__THE TASK__. Reproduce every one of the records below word for word, leaving out the pictures.

__THE RECORDS__.

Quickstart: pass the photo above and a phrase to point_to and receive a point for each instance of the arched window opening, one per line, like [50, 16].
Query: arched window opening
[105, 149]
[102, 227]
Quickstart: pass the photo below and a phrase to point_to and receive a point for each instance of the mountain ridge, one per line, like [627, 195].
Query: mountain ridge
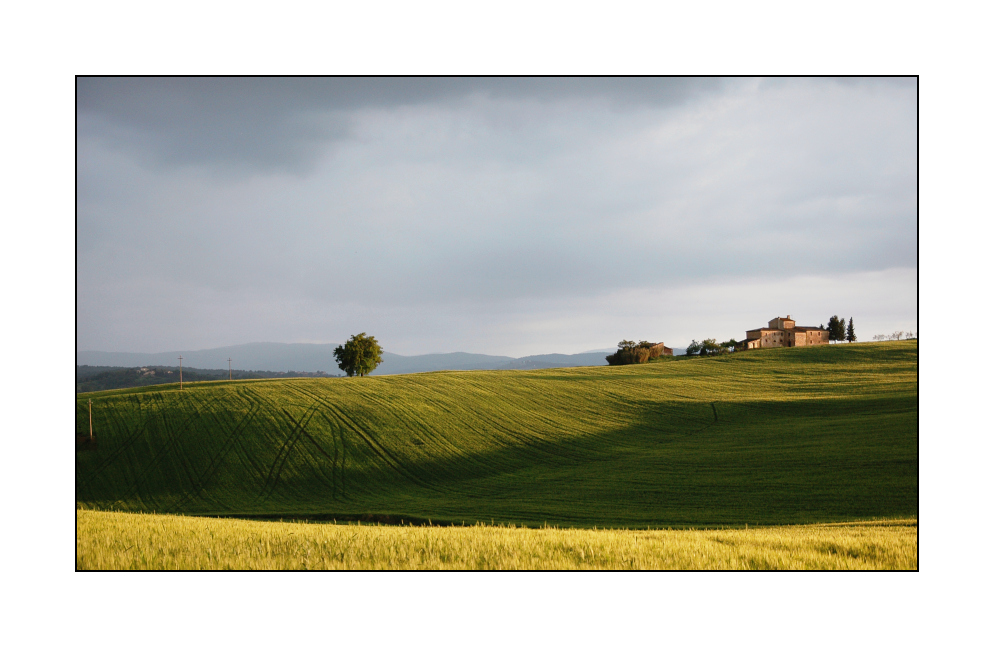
[275, 356]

__SOLUTION__.
Quickstart: pass the photo above and a phrase to point_to and receive a point for each instance of the arched window opening, one per line, like [50, 16].
Query: arched window opening
[105, 149]
[102, 227]
Quickstart: pass the photo below and a phrase to point_to and receive a point for each instance of the mountain ridge, one per line, like [627, 195].
Query: mountain ridge
[275, 356]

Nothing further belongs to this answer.